PAGE EXTRACT below:
The U.S. is sending up to 3,000 military personnel to West Africa for an unprecedented fight—against Ebola. Will it make a dent in combatting a crisis that has killed at least 2,630 people and has infected thousands more?
Experts say it could.
The first plane will arrive in Liberia's capital this Friday, carrying 25 hospital beds and other supplies. It's the beginning of an operation that will build 17 treatment centers with 100 beds each. In addition to building these centers, U.S. military personnel will also set up facilities to train 500 health care providers each week, instructing them on the best methods both for treatment and transporting the ill. The military is establishing a command center in Liberia's capital to coordinate international efforts. More assistance is on its way: France, Britain, and other countries are starting to announce additional commitments to stop Ebola's spread.
Howard Markel, an expert on communicable disease and epidemics who wrote the book When Germs Travel, says the army has recently done more on epidemic control "than almost any other organization outside of the CDC [U.S. Centers for Disease Control]." He says that's because the spread of disease relates to "defense issues—how to protect men and women in uniform from getting sick, how would you keep the men and women in uniform from bringing germs back from the field."
Markel, who is a professor at the University of Michigan, adds the military began preparing for this kind of problem following the bioterror and bird flu scares of the previous decade.
Right now, Ebola is spreading much faster than the medical response. Liberia particularly has been devastated by the epidemic, with 14 of its 15 counties containing confirmed Ebola cases. The disease has been a few steps ahead—especially when it comes to treating and tracking down new cases. Not just that, but the health community has faced resistance (sometimes violent resistance) in trying to spread awareness. A month ago, Guinea saw riots. On Tuesday, six journalists and medics were attacked and then disappeared, according to a report today from the BBC.
It will take some time see what effect a military presence is having. While the shipments of equipment begin arriving Friday, and the Associated Press reported that it will take roughly two weeks for the forces to arrive. But organizations that have been fighting the epidemic on the ground seem to think it will make a difference, even if there’s much more to do.
"If implemented swiftly, the deployment of new Ebola management centers, qualified staff and health personnel training could begin reversing the trend of the fight we have collectively been losing against Ebola,” Doctors Without Borders Director of Operations Brice de le Vingne said in a statement.
End of PAGE EXTRACT.
INFORMATION PROVIDED below:
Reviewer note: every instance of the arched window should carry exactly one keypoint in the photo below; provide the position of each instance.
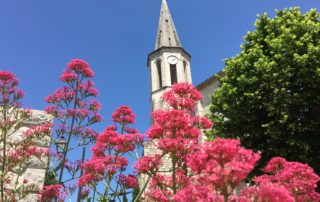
(173, 73)
(159, 73)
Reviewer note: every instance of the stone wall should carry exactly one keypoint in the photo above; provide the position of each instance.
(33, 170)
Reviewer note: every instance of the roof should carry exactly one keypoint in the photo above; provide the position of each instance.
(167, 35)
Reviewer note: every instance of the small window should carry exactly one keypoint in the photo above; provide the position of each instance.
(173, 73)
(159, 73)
(185, 70)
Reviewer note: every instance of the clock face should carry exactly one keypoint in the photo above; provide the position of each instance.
(172, 60)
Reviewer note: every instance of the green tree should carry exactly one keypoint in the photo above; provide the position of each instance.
(269, 96)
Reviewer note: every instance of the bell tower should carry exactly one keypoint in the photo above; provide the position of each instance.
(169, 63)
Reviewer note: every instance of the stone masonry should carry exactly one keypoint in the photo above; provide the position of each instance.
(33, 170)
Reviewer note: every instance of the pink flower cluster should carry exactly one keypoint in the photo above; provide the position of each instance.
(108, 162)
(80, 67)
(299, 179)
(129, 181)
(9, 93)
(39, 131)
(52, 192)
(211, 171)
(182, 96)
(123, 115)
(148, 164)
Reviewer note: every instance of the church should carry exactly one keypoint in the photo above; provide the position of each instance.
(169, 63)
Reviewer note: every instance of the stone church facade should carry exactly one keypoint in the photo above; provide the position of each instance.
(169, 63)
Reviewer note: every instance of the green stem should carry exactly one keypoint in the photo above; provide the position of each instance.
(174, 184)
(142, 190)
(3, 153)
(65, 151)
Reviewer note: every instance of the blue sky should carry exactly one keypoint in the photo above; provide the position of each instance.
(38, 38)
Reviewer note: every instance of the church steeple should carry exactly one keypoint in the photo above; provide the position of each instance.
(169, 63)
(167, 35)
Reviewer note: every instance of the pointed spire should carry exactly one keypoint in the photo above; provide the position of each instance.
(167, 35)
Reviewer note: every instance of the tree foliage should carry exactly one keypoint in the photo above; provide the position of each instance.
(269, 96)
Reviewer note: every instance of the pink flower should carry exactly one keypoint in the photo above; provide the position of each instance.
(182, 96)
(52, 192)
(95, 105)
(129, 181)
(5, 76)
(266, 192)
(221, 161)
(39, 131)
(298, 178)
(197, 192)
(68, 76)
(87, 179)
(123, 115)
(148, 164)
(80, 67)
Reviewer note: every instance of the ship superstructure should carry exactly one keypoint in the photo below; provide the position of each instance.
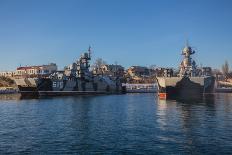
(75, 79)
(190, 81)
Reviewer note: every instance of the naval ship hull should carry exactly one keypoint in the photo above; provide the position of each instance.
(51, 87)
(185, 87)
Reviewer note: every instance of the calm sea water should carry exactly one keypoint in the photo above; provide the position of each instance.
(115, 124)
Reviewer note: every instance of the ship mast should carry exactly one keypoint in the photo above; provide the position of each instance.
(187, 66)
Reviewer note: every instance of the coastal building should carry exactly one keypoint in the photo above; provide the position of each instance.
(8, 73)
(36, 70)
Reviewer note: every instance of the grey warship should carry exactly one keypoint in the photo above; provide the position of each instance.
(77, 79)
(191, 81)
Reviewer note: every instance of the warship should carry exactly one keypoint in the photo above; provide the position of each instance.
(189, 82)
(77, 79)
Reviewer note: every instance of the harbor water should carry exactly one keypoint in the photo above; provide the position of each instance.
(115, 124)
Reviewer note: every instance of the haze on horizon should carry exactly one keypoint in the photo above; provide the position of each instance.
(131, 32)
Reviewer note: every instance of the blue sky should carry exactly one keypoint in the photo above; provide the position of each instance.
(131, 32)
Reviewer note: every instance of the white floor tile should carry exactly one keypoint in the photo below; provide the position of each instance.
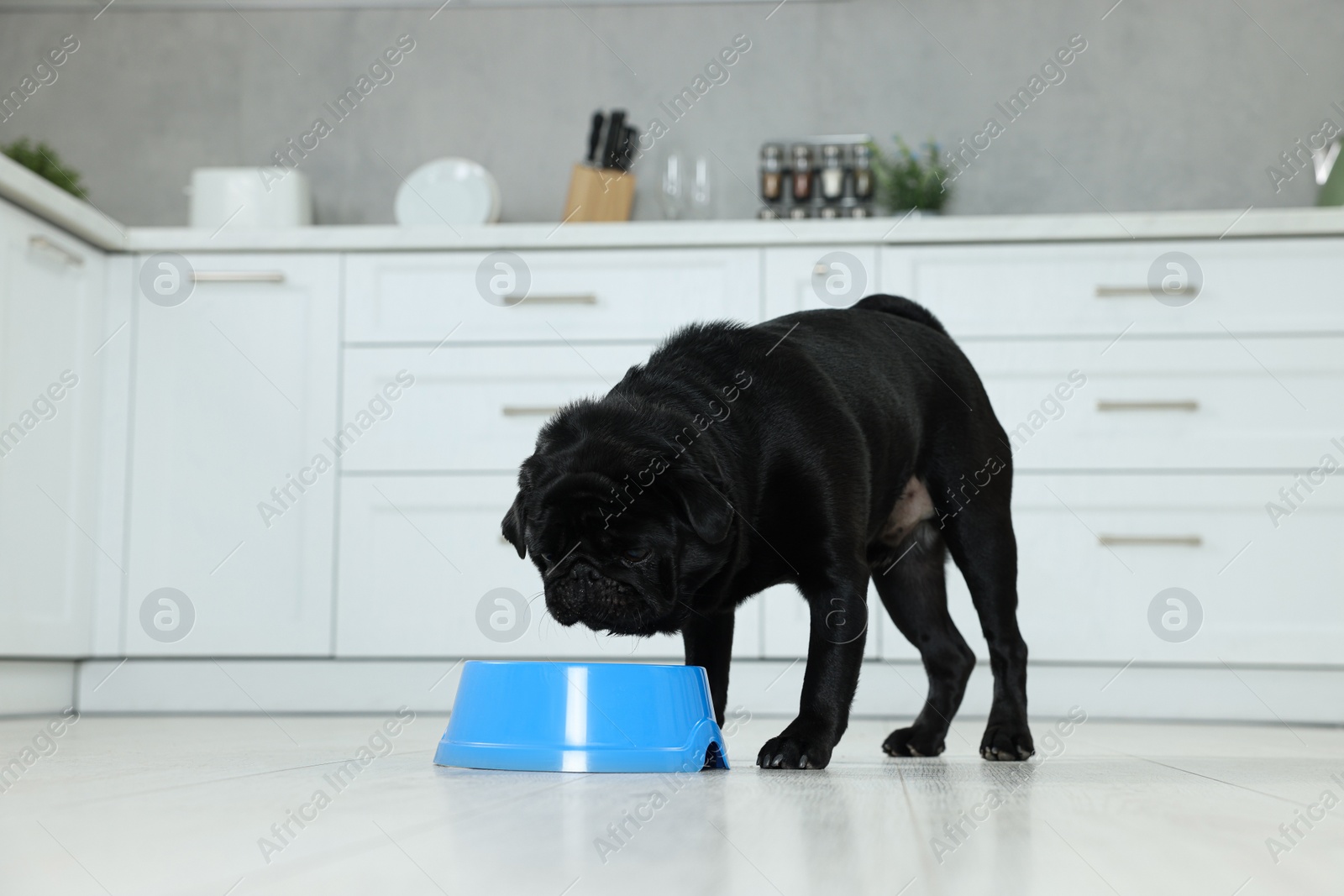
(179, 805)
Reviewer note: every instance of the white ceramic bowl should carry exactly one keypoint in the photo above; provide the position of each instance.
(448, 191)
(250, 197)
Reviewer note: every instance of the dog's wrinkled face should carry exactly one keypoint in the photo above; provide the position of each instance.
(620, 550)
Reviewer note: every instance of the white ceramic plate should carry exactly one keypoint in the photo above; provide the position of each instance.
(448, 191)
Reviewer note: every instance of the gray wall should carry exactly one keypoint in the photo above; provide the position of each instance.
(1171, 107)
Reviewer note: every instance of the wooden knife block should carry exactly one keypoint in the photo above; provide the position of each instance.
(600, 194)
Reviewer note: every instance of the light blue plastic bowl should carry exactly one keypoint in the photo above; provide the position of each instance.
(582, 716)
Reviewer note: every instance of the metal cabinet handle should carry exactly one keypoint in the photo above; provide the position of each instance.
(239, 277)
(1189, 406)
(1142, 291)
(1149, 540)
(38, 241)
(559, 298)
(523, 410)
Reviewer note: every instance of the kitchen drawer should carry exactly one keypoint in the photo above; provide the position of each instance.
(638, 295)
(788, 624)
(1249, 402)
(1270, 285)
(417, 559)
(472, 407)
(235, 392)
(1267, 594)
(813, 277)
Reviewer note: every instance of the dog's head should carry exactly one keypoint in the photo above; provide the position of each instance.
(622, 521)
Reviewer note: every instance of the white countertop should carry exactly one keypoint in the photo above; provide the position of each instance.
(85, 221)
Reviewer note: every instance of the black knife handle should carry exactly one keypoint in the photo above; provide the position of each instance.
(615, 128)
(595, 136)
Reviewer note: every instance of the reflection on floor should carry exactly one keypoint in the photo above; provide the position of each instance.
(255, 805)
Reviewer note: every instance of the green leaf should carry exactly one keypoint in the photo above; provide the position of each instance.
(45, 161)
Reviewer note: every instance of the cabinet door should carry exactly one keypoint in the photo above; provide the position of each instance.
(233, 473)
(817, 277)
(423, 559)
(51, 550)
(470, 407)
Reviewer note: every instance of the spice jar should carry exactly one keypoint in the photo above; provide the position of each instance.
(772, 172)
(803, 174)
(832, 172)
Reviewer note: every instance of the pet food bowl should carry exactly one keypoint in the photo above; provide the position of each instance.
(582, 716)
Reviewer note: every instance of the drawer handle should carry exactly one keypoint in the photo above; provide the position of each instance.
(1149, 540)
(559, 298)
(239, 277)
(1142, 291)
(1187, 406)
(37, 241)
(524, 410)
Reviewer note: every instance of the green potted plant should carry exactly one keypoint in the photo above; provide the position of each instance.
(907, 179)
(44, 160)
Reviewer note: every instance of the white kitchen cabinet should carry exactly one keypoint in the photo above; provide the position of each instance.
(53, 548)
(813, 277)
(1104, 289)
(586, 295)
(420, 559)
(788, 624)
(1257, 402)
(1095, 551)
(233, 476)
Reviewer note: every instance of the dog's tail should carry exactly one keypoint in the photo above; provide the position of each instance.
(900, 308)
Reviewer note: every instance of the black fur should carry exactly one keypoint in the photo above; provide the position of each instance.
(741, 457)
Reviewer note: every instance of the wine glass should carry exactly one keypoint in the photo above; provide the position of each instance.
(674, 187)
(702, 191)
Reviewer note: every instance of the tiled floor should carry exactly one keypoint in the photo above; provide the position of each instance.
(181, 805)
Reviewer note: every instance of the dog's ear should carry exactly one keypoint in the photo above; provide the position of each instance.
(703, 506)
(515, 526)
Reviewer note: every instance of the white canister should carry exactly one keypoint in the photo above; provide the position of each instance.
(250, 197)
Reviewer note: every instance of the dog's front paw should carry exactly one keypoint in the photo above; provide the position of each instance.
(913, 741)
(1007, 741)
(796, 752)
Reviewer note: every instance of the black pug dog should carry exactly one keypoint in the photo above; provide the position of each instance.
(823, 449)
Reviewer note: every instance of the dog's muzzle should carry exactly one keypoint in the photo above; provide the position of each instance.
(585, 595)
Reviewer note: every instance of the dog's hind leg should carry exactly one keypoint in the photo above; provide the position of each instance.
(981, 540)
(911, 582)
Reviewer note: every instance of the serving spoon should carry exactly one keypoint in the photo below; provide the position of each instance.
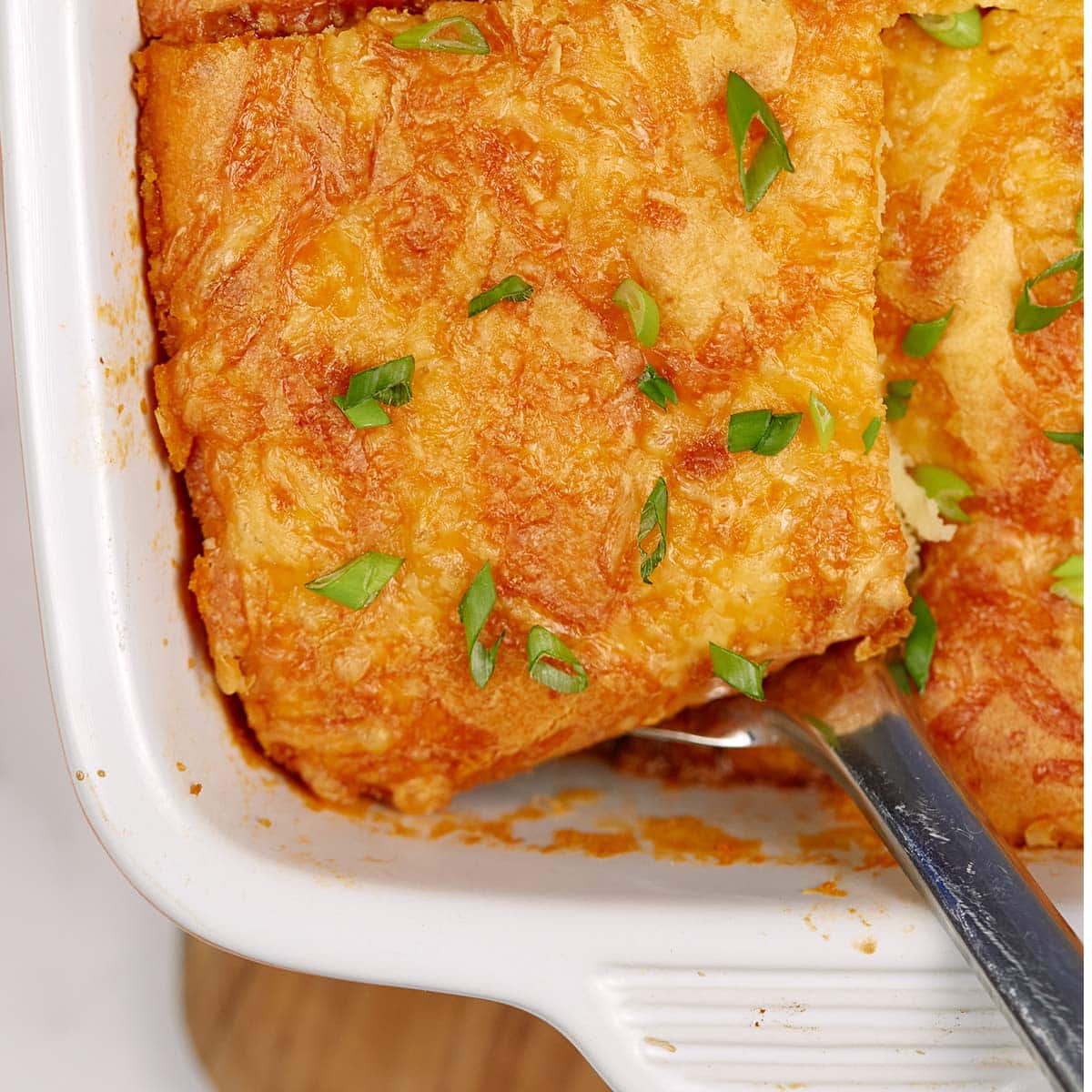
End of INFORMATION PROVIDED.
■ **INSTRUCTIONS**:
A. Summarize the article on the U.S. military's Ebola mission in two sentences.
B. Rewrite the paragraph of the article on the U.S. military's Ebola mission that begins "Right now, Ebola is spreading" as a bulleted list, keeping its main facts.
C. Answer these questions from the article on the U.S. military's Ebola mission.
(i) How many hospital beds will the first plane to Liberia carry?
(ii) At which university is Howard Markel a professor?
(iii) Who is the Director of Operations of Doctors Without Borders?

■ **LIST OF ANSWERS**:
A. The U.S. is sending up to 3,000 military personnel to West Africa to fight an Ebola epidemic that has killed at least 2,630 people. They will build 17 treatment centers, train 500 health care providers each week, and set up a command center in Liberia's capital, an effort that experts and Doctors Without Borders say could make a difference against a disease now spreading faster than the medical response.

B.
- Ebola is spreading much faster than the medical response.
- Liberia has been hit especially hard, with confirmed cases in 14 of its 15 counties.
- The disease has stayed ahead, especially in the treatment and tracking of new cases.
- Health workers spreading awareness have met resistance, sometimes violent.
- Guinea saw riots a month ago.
- On Tuesday, six journalists and medics were attacked and then disappeared, according to a BBC report.

C.
(i) 25
(ii) The University of Michigan
(iii) Brice de le Vingne